**Required tasks:**
1) Turn the paragraph of the film review that opens with "Tasked with cracking" into a short bulleted list that keeps its main facts.
2) Swap "political pressure" for "public scrutiny" in the film review, copying the stretch that begins at the words "Tasked with cracking" and stops after "Boston Creme Pie.".

**Extracted text:**
***

Benedict Cumberbatch again steps into the shoes of a man cripplingly bad at being normal (a la Sherlock and his turn as Julian Asange in The Fifth Estate.) He’s an unintentional misanthrope, a nerdy megalomaniac, a puzzle genius sans a lick of understanding for social graces. Back under the whip of imitating an existing figure, Cumberbatch offers his all but it’s a SSDD situation at best. We’ve seen the best of Cumbie struggling with crippling genius in the wingtip shoes of Sherlock. There’s simply no need to return to the well again, and again, and again. Seriously, this guy’s more typecast than Arnold.
Tasked with cracking the uncrackable German Enigma code, Turing must race against the clock (as American lives are lost by the second) all while withstanding political pressure from all sides. Add to that his secret homosexuality and you have a character who should be indefinitely rich in layers but winds up seemingly as complex as a Boston Creme Pie.

***

[Stored items from a collection]
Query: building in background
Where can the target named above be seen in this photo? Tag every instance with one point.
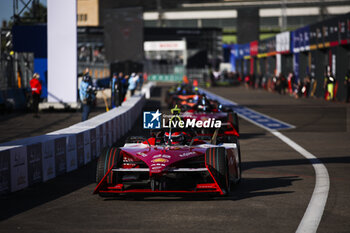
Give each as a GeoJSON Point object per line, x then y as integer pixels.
{"type": "Point", "coordinates": [88, 13]}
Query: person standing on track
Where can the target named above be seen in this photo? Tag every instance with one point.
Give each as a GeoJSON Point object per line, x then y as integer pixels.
{"type": "Point", "coordinates": [115, 91]}
{"type": "Point", "coordinates": [347, 86]}
{"type": "Point", "coordinates": [86, 95]}
{"type": "Point", "coordinates": [329, 84]}
{"type": "Point", "coordinates": [133, 80]}
{"type": "Point", "coordinates": [36, 92]}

***

**Exercise answers:**
1)
- Turing is tasked with cracking the German Enigma code, considered uncrackable.
- He races the clock as American lives are lost by the second.
- He withstands political pressure from all sides.
- He keeps his homosexuality secret.
- The character should be rich in layers but ends up seeming about as complex as a Boston Creme Pie.

2)
Tasked with cracking the uncrackable German Enigma code, Turing must race against the clock (as American lives are lost by the second) all while withstanding public scrutiny from all sides. Add to that his secret homosexuality and you have a character who should be indefinitely rich in layers but winds up seemingly as complex as a Boston Creme Pie.